> **Problem to solve**
Swap each "gravestone" in the lines below for "headstone", and write all the lines out again with nothing else changed. Leave the picture out.

> **Items**
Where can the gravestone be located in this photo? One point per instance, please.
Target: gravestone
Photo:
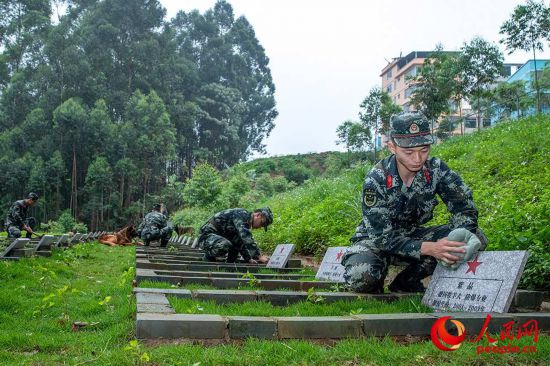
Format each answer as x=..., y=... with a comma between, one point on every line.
x=45, y=242
x=280, y=256
x=331, y=268
x=485, y=284
x=16, y=244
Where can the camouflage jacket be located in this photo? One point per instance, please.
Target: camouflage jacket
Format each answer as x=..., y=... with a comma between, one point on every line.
x=153, y=220
x=234, y=225
x=391, y=210
x=17, y=214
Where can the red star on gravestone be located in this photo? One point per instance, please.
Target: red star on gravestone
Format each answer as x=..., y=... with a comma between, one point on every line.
x=472, y=266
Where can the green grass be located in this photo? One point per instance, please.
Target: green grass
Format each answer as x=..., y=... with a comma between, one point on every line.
x=314, y=307
x=40, y=298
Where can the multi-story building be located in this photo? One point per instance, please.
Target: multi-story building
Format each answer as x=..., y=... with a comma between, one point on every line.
x=395, y=81
x=396, y=74
x=526, y=73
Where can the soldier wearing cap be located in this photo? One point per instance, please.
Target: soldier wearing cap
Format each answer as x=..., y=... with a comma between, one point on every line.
x=399, y=196
x=228, y=234
x=155, y=226
x=17, y=219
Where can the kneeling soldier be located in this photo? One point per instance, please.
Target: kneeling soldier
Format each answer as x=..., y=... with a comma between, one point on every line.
x=227, y=234
x=155, y=226
x=399, y=196
x=17, y=219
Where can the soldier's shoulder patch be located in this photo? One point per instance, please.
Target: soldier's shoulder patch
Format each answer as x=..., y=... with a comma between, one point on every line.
x=369, y=197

> **Correct result**
Where can the headstone be located in this photo? One point per instance, please.
Target: headstone
Photo:
Format each answer as x=..., y=... with a comma between, one point on every line.
x=45, y=242
x=280, y=256
x=331, y=268
x=485, y=284
x=16, y=244
Where can the camouflage jacket be located in this photo? One point per instance, please.
Target: camouflage jacket
Format each answer as x=..., y=... with a comma between, one point on every line.
x=153, y=220
x=234, y=225
x=391, y=210
x=17, y=214
Where can the red star on headstone be located in this photo? One point per instance, please.
Target: red star on headstone
Format each answer as x=..., y=... with a comma between, one point on every line.
x=472, y=266
Where can the green grass be located in this photo? One point per instance, please.
Target: green grass
Format each answer as x=..., y=... with a comma between, one point on every line.
x=314, y=307
x=40, y=298
Where can the multi-story building be located in this photo? One point per instance, please.
Target: multi-story building
Format each answer as x=..., y=... with a comma between, one point on every line.
x=395, y=81
x=396, y=74
x=526, y=73
Where can the soldier wearing cap be located in this photo? One point per instance, please.
Target: soldier wearing cap
Format each answer as x=..., y=... with a comma between, one point on every line.
x=399, y=196
x=228, y=234
x=155, y=226
x=17, y=219
Where can the kneeling soldier be located in this photo? One point per instance, please.
Target: kneeling soldier
Format each answer as x=..., y=... with a comma between, one point on every line.
x=227, y=234
x=155, y=226
x=399, y=196
x=17, y=219
Where can the soldier's shoulder patch be located in this photo? One point per instance, please.
Target: soldier's shoulder patch
Format each answer as x=..., y=... with a comma between, one point on every line.
x=369, y=197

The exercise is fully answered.